- _EXERCICES PROPOSÉS_
1. Traduisez en anglais cette phrase de l'article sur le CHSLD Vigi Mont-Royal : « Depuis, le système de ventilation et de recirculation de l'air de l'établissement a été réparé et l'immeuble a été complètement décontaminé. »
2. Poursuivez l'article sur le CHSLD Vigi Mont-Royal en écrivant ce qui vient après sa dernière phrase.

- _TEXTE EXTRAIT_
'''

Un autre CHSLD visé par une action collective
Radio -Canada
2020-06-01 10:15:00
Le 14 mai dernier, Radio-Canada révélait que les 226 patients hébergés au CHSLD Vigi Mont-Royal avaient tous été infectés par le coronavirus, comme les 148 employés de l’établissement. Une panne du système de ventilation était en cause. Au moins 70 patients sont morts de la COVID-19 dans l’établissement, tandis que 32 autres ont été envoyés à l'hôpital.
Depuis, le système de ventilation et de recirculation de l'air de l’établissement a été réparé et l'immeuble a été complètement décontaminé. La Commission des normes, de l'équité, de la santé et de la sécurité du travail (CNESST) a ouvert une enquête.
Dans le document déposé en Cour supérieure par la succession d'Olga Sarlis, décédée le 28 avril dernier à l’âge de 91 ans, les conditions dans lesquelles la dame est morte sont décrites comme inacceptables.
Les plaignants réclament un dédommagement financier pour les conjoints, les enfants et les petits-enfants des résidents infectés dans ce CHSLD, qu'ils aient survécu ou non. Ils demandent une indemnité de 100 000 $ pour chaque personne qui a perdu un conjoint et une autre de 30 000 $ pour chacun des héritiers.
Pour ceux qui ont survécu à la COVID-19, la demande d'action collective établit le dédommagement pour la souffrance, le stress et les désagréments associés à la COVID-19 à 30 000 $. Des sommes de 10 000 $ pour chacun des enfants d'une personne infectée et de 2500 $ pour chacun de leurs petits-enfants sont aussi réclamées, ainsi que 5000 $ pour chaque aidant naturel qui a pris soin d'un ou de plusieurs patients.

'''

Entrées issues d'un jeu de données:
'''

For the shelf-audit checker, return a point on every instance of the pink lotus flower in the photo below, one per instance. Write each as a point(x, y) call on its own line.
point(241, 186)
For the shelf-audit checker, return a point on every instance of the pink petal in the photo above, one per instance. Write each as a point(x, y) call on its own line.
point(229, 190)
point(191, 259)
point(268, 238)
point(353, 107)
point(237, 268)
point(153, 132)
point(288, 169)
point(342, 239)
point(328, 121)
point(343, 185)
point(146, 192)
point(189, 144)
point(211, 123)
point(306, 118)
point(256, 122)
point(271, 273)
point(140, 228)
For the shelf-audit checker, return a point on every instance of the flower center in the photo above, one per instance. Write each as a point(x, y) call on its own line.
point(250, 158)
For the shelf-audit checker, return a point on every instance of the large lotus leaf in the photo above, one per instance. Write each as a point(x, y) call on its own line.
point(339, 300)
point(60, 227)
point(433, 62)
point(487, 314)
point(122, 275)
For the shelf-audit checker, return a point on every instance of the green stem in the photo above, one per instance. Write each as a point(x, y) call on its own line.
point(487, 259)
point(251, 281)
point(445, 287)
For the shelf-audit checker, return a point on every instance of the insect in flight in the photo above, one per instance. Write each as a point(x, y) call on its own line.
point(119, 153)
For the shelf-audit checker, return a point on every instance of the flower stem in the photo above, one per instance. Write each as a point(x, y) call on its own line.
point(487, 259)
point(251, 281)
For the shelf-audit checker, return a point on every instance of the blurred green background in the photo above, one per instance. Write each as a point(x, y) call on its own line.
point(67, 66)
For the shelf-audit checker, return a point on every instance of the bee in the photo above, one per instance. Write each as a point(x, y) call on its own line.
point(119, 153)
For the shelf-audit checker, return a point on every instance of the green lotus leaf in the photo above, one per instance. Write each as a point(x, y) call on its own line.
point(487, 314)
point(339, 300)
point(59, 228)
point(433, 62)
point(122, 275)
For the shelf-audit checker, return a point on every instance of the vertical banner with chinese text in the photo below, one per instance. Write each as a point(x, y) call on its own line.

'''

- _CORRIGÉ DES EXERCICES_
1. Since then, the facility's ventilation and air recirculation system has been repaired and the building has been completely decontaminated.

2.
Enfin, la somme de un million de dollars est réclamée à Vigi Santé Ltée, propriétaire du CHSLD Vigi Mont-Royal, à titre de dommages et intérêts punitifs dus au caractère exceptionnel et la négligence grave des fautes du défendeur, précise la demande déposée par la firme Ménard, Martin Avocats.
« Pour nous, ce n’est pas le fait qu’une personne ait eu la COVED qui est reproché. On comprend que le contexte était hors de l'ordinaire », explique Me Patrick Martin-Ménard.
« Ce qu’on reproche à Vigi Mont-Royal c’est de ne pas avoir agi de façon conforme aux règles de l’art pour protéger ses résidents et de ne pas avoir respecté son obligation de faire en sorte que ses installations soient sécuritaires et fonctionnelles. »
Pénurie de personnel, de matériel
Pour les plaignants, les nombreux témoignages en provenance des patients et du personnel de l’établissement présentés en preuve dans la demande d’action collective ne laissent aucun doute sur les conditions qui régnaient dans cet établissement.
« On est passé en à peine deux semaines d’un taux d’infection de 15 % à un taux d’infection de 100 %. À ma connaissance c’est inégalé. Et on constate après ça qu’il y a eu un problème de ventilation », dit Me Patrick Martin-Ménard.
« C’est des choses que la direction savait ou aurait dû savoir, dit-il. La ventilation dans une résidence pour les personnes âgées, c’est fondamental. »
Et cela sans compter les pénuries, souligne l'avocat.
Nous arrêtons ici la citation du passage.